## Start EXCERPTED RECORDS

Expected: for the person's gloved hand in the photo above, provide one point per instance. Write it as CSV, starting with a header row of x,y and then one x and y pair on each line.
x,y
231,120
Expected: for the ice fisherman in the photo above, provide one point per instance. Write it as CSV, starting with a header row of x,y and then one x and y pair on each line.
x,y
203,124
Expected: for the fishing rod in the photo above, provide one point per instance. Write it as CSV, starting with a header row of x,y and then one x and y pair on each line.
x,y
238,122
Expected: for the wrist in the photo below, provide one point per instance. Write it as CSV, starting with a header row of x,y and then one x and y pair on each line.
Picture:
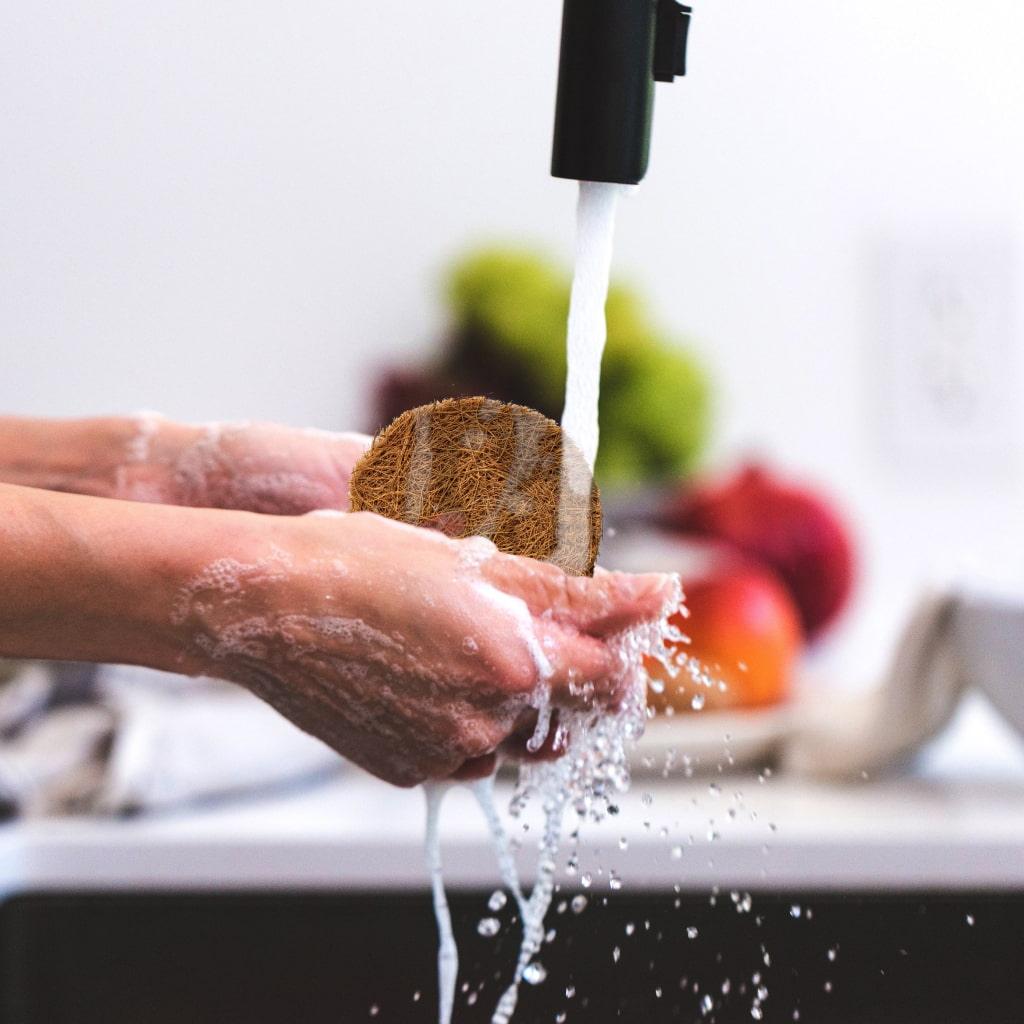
x,y
97,581
84,457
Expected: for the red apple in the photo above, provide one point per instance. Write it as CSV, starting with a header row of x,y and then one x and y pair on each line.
x,y
787,527
744,630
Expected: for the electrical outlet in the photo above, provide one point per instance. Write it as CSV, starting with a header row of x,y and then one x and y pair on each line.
x,y
947,374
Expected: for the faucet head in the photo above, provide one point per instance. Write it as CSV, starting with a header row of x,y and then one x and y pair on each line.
x,y
612,51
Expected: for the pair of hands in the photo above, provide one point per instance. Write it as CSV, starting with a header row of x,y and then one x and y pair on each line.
x,y
413,654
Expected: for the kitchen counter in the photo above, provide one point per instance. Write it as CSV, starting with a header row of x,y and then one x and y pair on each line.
x,y
355,834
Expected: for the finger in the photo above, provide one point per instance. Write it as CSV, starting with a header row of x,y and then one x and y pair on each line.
x,y
608,603
616,601
555,743
476,768
583,670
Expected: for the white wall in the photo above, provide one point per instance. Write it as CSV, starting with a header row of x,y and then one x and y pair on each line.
x,y
233,209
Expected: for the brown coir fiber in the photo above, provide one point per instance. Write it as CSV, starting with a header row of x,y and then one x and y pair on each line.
x,y
474,467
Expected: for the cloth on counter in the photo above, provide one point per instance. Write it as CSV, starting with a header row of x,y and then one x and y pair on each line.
x,y
953,643
113,740
845,735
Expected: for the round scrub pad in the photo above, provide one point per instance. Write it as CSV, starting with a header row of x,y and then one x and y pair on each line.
x,y
474,467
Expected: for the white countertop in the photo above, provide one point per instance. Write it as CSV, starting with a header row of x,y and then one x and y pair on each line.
x,y
355,834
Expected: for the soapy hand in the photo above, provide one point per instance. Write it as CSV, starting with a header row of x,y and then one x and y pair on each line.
x,y
415,655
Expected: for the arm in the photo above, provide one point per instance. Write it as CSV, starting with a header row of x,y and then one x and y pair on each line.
x,y
254,467
412,654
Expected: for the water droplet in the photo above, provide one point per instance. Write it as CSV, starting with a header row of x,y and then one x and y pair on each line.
x,y
534,974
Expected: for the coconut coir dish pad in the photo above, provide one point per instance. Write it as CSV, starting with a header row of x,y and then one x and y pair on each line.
x,y
475,467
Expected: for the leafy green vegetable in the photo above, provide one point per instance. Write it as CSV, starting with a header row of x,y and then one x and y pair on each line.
x,y
510,307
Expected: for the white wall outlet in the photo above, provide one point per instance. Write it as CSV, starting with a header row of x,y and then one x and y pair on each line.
x,y
947,372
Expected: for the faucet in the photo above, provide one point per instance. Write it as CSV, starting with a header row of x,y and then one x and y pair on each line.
x,y
612,51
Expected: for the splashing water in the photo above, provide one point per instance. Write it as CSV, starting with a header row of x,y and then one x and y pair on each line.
x,y
448,950
595,766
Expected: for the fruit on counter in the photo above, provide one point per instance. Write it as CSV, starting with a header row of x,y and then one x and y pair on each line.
x,y
785,526
744,630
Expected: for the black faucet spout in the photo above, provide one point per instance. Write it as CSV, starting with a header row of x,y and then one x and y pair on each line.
x,y
612,51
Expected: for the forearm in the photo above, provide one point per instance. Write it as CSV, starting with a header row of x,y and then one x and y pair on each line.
x,y
82,457
92,580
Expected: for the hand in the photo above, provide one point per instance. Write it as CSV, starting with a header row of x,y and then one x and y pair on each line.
x,y
415,655
250,467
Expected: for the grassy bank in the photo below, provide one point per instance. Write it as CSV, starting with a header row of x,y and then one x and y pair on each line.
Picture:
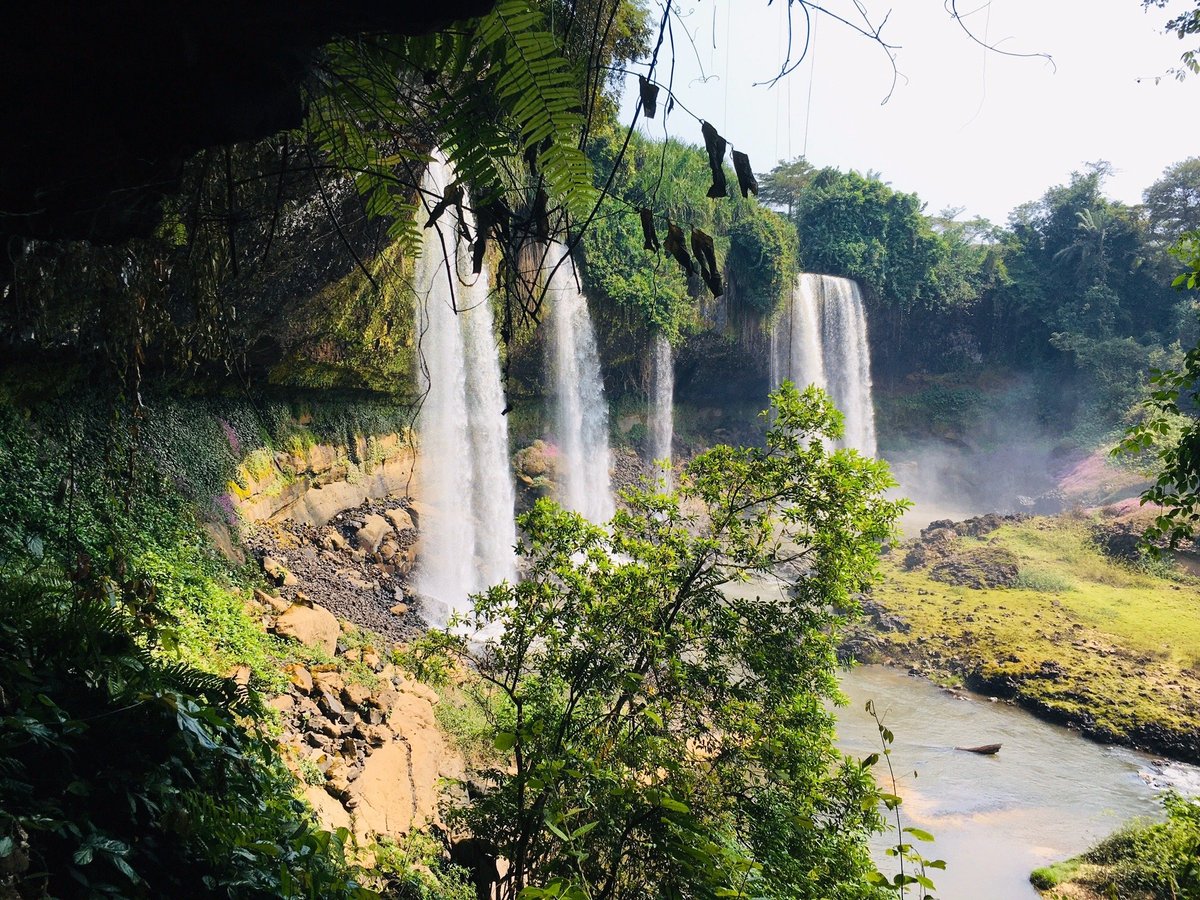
x,y
1140,862
1057,625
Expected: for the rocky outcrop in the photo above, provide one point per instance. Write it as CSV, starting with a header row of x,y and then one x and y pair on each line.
x,y
364,737
311,625
972,564
312,486
141,87
358,564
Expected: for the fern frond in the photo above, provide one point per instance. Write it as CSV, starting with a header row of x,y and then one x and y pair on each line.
x,y
541,94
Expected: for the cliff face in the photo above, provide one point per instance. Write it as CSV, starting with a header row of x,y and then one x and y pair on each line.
x,y
102,102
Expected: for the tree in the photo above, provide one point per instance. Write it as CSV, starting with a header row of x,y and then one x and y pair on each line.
x,y
665,731
1186,24
1174,201
781,187
1171,431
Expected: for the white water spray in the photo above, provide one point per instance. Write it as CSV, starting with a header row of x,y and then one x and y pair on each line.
x,y
581,414
463,473
661,412
822,341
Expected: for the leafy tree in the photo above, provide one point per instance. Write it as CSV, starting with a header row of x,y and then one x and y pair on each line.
x,y
1186,24
125,774
1171,430
781,187
1174,201
667,733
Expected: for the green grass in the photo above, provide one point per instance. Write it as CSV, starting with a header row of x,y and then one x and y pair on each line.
x,y
1080,634
1050,876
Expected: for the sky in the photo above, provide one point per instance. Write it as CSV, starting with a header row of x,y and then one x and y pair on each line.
x,y
965,127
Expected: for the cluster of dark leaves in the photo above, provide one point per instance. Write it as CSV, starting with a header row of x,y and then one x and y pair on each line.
x,y
126,774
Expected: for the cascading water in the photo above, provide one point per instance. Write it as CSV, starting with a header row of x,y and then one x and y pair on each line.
x,y
581,414
822,341
661,413
847,358
465,478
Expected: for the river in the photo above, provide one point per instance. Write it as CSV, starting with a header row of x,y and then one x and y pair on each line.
x,y
1048,795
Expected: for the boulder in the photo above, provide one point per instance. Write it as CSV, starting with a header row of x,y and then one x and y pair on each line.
x,y
277,573
311,625
400,520
299,677
333,540
357,695
375,528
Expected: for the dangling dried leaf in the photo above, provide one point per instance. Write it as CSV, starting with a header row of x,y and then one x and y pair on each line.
x,y
715,147
453,197
747,181
702,246
540,217
648,233
485,221
649,96
675,246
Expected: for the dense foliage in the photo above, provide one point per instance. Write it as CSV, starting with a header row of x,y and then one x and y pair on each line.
x,y
126,774
1170,430
666,729
1074,289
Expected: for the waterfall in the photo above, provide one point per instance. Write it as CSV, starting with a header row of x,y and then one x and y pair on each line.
x,y
465,475
849,360
581,414
822,340
661,413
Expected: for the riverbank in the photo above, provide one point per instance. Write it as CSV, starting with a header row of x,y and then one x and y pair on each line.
x,y
1033,610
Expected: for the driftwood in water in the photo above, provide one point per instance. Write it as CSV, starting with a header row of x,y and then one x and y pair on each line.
x,y
983,749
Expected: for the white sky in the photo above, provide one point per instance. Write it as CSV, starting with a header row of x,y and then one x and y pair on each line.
x,y
965,127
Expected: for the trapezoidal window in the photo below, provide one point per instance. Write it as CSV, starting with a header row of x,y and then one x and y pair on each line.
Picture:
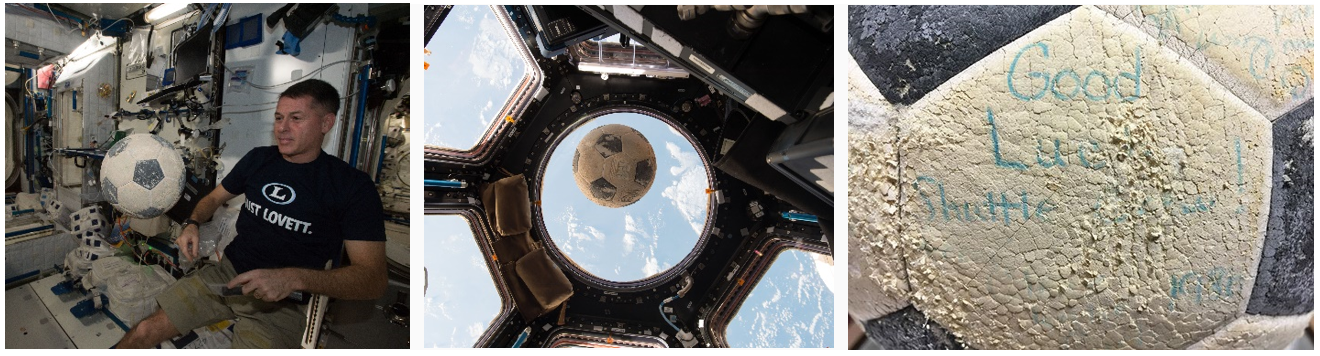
x,y
477,75
461,298
656,228
791,306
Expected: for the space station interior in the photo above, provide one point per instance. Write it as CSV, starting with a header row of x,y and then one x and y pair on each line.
x,y
749,87
120,116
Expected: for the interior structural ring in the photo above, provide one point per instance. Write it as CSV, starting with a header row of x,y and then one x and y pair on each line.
x,y
572,120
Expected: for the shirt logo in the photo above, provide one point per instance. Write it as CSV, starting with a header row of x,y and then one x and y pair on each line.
x,y
279,193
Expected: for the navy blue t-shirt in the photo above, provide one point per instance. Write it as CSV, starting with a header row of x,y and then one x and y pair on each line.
x,y
297,215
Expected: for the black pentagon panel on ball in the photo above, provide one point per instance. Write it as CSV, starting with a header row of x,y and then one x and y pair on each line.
x,y
910,328
148,173
609,145
602,189
110,191
576,154
644,173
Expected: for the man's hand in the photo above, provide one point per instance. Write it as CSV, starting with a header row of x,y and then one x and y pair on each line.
x,y
189,243
271,285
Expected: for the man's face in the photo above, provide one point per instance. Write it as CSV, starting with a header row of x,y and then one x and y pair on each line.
x,y
300,127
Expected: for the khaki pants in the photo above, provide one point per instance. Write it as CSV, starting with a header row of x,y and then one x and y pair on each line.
x,y
189,303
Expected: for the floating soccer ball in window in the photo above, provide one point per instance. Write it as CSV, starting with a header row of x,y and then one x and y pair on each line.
x,y
141,176
614,165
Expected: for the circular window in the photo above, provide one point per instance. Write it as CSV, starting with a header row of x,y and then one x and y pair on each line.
x,y
644,237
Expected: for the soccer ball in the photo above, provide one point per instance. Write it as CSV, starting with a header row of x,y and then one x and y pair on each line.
x,y
995,202
141,176
614,165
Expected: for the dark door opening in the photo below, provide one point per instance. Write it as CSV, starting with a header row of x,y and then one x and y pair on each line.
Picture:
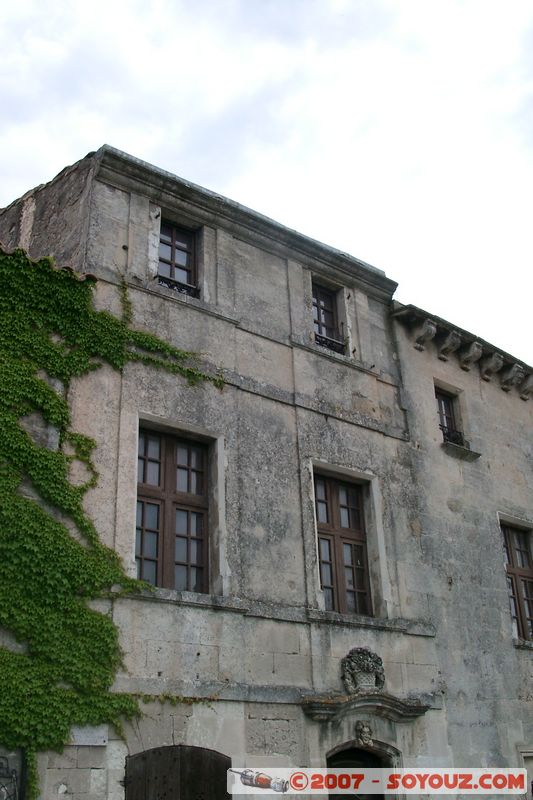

## End EXCERPTED RECORDS

• WHAT IS BEING ASKED:
Change "soccer ball" to "football" in the stretch from the line containing "Expected: for the floating" through the end of the rows, keeping everything else the same. Leave the pictures out of your answer.

• TASK SOLUTION:
Expected: for the floating football in window in the photo above, provide one point per instance. Write it as CSV, starting with a header row of x,y and then one x and y pair on each line.
x,y
141,176
614,165
Expected: for the circular window in the photo above, provide one point per instance. Write it as CSV, starting with a header row of x,y and then one x and y pair on each line.
x,y
644,237
Expected: for the football in the photo above, provide one point per instance. Write it as CSV, starting with a header row of x,y and then one x and y pair on each line.
x,y
995,202
141,176
614,165
Expected: for the dark door opening in the photo below, provide one point per instance. Write it as CSV, starting with a header row of x,y and then one x and y pair on each line.
Picture:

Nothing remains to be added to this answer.